- [Task directions]:
Write out exactly the lines running from the one with "Expected: a marker on each instance of the rose bud, one" to the end of the data, including both of those lines and excluding pictures.

- [The data]:
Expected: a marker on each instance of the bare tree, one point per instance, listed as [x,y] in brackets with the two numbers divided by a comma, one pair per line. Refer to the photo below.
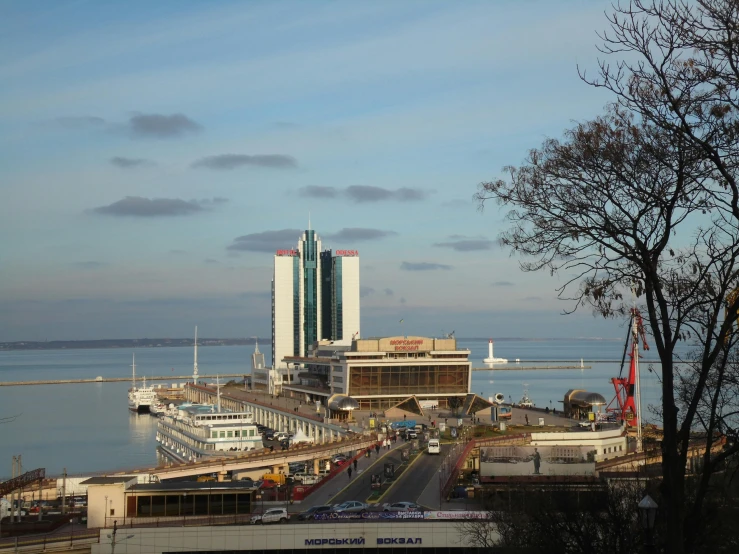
[565,520]
[623,204]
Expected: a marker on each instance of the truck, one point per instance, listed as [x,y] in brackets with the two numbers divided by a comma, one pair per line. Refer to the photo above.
[5,509]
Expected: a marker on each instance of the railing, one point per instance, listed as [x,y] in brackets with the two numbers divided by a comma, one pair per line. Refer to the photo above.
[49,542]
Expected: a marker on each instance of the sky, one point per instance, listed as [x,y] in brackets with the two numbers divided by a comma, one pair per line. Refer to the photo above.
[155,155]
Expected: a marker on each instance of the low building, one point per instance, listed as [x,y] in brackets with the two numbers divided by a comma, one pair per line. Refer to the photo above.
[432,536]
[379,373]
[123,500]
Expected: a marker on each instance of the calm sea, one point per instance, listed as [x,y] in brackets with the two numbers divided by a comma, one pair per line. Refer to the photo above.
[87,428]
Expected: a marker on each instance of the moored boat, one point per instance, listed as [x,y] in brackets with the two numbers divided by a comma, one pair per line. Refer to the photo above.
[140,399]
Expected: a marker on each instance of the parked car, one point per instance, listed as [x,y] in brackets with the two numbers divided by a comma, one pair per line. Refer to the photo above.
[268,484]
[402,507]
[311,512]
[351,506]
[307,478]
[273,515]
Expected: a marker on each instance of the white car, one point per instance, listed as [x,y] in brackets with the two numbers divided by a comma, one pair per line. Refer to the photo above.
[273,515]
[306,478]
[351,506]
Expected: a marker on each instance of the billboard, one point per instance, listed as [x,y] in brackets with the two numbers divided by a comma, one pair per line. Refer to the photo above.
[536,460]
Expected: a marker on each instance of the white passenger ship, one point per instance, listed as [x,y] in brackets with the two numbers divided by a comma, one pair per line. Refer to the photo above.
[198,431]
[140,399]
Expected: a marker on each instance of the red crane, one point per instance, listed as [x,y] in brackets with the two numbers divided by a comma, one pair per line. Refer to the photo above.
[627,388]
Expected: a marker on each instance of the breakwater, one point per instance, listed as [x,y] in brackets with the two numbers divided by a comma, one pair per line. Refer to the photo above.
[113,380]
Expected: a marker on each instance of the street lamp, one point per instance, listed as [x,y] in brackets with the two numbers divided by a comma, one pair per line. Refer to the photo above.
[647,514]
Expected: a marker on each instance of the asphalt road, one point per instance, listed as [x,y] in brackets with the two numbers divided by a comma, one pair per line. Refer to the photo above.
[360,487]
[415,479]
[407,488]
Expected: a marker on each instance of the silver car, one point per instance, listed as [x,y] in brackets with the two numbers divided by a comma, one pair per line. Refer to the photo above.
[351,506]
[402,507]
[273,515]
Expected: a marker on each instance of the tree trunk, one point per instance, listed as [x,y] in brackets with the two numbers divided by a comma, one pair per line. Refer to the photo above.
[673,469]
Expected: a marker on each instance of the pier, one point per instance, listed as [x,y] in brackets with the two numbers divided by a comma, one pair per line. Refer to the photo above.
[114,380]
[513,367]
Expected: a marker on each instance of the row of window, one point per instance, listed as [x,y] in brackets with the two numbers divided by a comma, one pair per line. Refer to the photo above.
[224,417]
[189,505]
[232,434]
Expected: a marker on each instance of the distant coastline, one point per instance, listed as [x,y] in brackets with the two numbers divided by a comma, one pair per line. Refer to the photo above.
[171,343]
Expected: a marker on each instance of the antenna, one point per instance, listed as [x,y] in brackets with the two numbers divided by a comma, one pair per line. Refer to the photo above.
[195,364]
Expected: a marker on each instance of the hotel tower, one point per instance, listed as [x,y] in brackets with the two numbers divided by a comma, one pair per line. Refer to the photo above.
[315,296]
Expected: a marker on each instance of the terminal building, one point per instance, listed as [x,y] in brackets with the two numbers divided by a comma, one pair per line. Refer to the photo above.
[380,373]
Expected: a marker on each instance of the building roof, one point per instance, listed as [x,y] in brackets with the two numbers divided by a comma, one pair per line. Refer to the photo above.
[194,486]
[108,480]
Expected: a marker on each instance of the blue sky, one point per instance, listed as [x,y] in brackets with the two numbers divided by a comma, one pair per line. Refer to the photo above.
[138,140]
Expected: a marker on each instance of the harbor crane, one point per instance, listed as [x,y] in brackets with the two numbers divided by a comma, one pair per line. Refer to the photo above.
[628,389]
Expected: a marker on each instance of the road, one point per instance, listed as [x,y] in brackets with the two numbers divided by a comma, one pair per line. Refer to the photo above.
[408,487]
[414,480]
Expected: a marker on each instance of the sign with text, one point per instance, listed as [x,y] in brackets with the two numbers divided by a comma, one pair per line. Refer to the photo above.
[406,344]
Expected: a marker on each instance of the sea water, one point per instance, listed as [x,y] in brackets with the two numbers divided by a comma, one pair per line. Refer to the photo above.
[87,428]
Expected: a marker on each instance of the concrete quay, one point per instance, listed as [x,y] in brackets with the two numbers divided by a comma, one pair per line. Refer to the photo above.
[111,380]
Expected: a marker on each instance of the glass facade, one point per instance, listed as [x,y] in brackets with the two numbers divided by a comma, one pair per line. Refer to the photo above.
[296,307]
[310,289]
[332,309]
[167,505]
[407,380]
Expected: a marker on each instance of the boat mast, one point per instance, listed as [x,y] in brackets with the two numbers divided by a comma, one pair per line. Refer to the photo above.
[639,438]
[218,388]
[195,364]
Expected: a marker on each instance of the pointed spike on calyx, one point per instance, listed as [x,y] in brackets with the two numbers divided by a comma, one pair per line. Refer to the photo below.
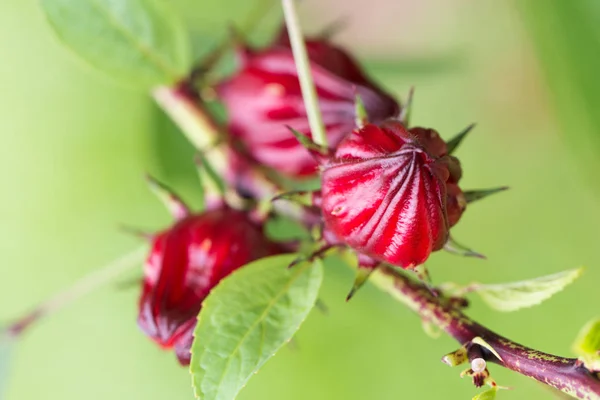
[453,143]
[474,195]
[362,118]
[309,144]
[455,358]
[174,204]
[404,116]
[362,275]
[452,246]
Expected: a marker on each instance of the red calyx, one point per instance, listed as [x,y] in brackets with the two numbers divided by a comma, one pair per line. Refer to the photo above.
[264,97]
[185,263]
[384,193]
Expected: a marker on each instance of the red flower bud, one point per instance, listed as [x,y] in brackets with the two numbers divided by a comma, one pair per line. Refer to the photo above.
[384,193]
[264,97]
[185,263]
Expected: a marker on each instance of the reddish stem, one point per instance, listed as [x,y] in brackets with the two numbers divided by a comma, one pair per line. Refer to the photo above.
[564,374]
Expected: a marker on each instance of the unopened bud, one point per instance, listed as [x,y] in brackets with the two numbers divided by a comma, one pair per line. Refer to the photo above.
[478,365]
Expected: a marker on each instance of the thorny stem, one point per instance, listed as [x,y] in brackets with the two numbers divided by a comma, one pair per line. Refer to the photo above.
[564,374]
[85,285]
[309,92]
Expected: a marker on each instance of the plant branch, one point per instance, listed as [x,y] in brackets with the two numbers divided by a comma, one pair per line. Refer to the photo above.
[309,92]
[85,285]
[565,374]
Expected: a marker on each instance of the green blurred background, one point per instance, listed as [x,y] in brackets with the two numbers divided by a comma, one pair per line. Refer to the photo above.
[75,147]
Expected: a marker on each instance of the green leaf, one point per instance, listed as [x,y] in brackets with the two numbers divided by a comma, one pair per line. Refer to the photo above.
[246,319]
[516,295]
[139,42]
[587,345]
[487,395]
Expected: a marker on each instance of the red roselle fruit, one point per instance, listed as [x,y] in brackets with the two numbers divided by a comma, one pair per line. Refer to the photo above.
[264,97]
[384,193]
[186,261]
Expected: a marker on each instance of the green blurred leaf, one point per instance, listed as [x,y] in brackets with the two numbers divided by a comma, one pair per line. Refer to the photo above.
[566,38]
[516,295]
[6,346]
[246,319]
[139,42]
[587,345]
[487,395]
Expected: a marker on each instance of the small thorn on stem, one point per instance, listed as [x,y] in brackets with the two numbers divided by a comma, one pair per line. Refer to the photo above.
[423,275]
[453,143]
[362,118]
[174,204]
[297,196]
[404,116]
[320,253]
[362,275]
[309,144]
[452,246]
[474,195]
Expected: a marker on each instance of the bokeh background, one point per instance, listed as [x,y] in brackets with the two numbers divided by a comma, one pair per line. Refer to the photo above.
[75,147]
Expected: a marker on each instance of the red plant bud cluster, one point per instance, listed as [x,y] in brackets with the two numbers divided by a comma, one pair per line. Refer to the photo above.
[264,98]
[186,262]
[386,193]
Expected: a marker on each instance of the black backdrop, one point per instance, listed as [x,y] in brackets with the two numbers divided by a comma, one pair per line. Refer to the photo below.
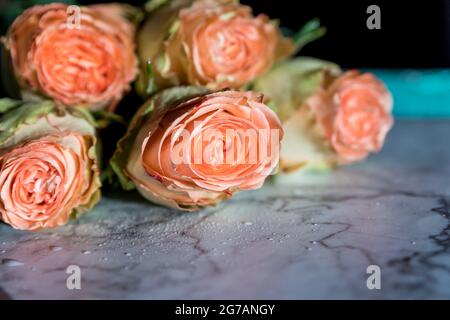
[414,34]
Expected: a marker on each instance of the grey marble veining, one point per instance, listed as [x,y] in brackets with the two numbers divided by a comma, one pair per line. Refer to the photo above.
[301,236]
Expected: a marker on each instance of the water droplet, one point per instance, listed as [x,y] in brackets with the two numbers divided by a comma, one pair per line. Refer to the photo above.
[12,263]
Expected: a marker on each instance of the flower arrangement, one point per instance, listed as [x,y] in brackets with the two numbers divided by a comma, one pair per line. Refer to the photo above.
[226,103]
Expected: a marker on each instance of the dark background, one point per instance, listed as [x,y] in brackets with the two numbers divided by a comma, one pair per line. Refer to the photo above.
[414,34]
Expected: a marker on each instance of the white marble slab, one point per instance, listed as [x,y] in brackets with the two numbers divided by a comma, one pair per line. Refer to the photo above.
[299,237]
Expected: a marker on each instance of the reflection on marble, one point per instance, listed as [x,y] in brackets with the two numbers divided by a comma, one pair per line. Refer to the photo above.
[301,236]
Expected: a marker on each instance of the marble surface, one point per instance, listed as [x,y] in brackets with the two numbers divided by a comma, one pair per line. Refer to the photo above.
[300,237]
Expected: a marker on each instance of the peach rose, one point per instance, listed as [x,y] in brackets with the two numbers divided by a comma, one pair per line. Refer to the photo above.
[48,167]
[355,114]
[75,55]
[329,117]
[218,44]
[200,148]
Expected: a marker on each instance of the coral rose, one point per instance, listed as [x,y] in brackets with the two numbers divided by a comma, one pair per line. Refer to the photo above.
[329,117]
[212,43]
[187,149]
[355,114]
[48,167]
[74,55]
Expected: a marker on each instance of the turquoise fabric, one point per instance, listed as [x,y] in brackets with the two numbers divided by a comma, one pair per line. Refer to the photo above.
[418,93]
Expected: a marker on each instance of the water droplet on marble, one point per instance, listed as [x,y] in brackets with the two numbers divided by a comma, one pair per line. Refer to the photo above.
[12,263]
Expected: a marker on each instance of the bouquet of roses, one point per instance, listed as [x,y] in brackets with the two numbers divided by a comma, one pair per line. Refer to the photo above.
[224,105]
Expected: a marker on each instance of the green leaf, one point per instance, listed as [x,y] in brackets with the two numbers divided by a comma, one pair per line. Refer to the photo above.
[310,32]
[7,104]
[290,83]
[148,116]
[27,113]
[153,5]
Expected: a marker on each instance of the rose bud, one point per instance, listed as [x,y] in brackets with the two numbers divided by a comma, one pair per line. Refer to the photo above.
[214,43]
[73,55]
[48,164]
[187,148]
[329,117]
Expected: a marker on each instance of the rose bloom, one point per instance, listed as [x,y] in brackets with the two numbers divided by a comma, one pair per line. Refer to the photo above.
[43,181]
[354,113]
[88,61]
[186,158]
[219,44]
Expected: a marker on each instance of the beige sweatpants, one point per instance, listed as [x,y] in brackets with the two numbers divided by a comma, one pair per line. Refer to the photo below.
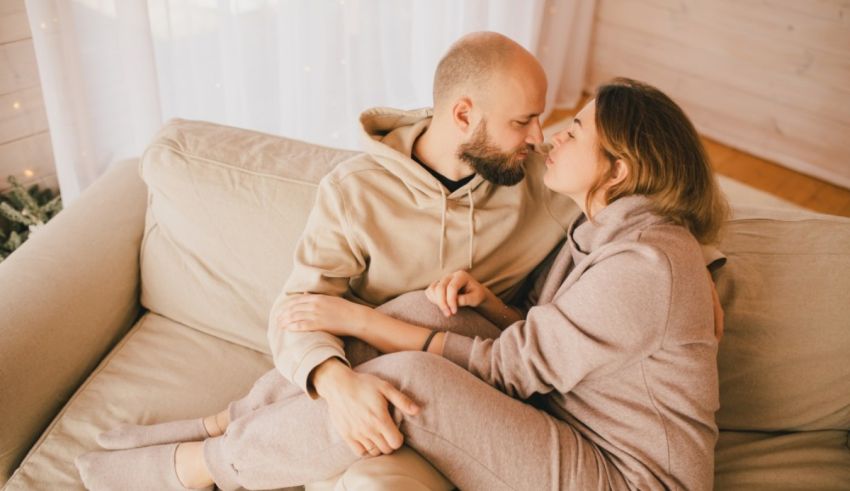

- [Right answer]:
Expected: a marker on each instance of the rose bud, one point per instance, listed as [x,y] in brackets with the two numbers divided by a comma, one pair per line. Refer to the photo above.
[214,43]
[73,55]
[48,164]
[187,148]
[329,117]
Expected: a marker on each instance of the rose bloom, one point per instance, listed as [x,y] in brackets with the two numbers divided by a comma, one pair per line. Refer to the photo above.
[43,181]
[354,113]
[88,61]
[186,158]
[219,44]
Expected: a marker on each instance of the beige sweatpants, one point per instance, listed as [x,y] in brackets with the two numbers divided by a comma, one pair per line. Refer to the photo below.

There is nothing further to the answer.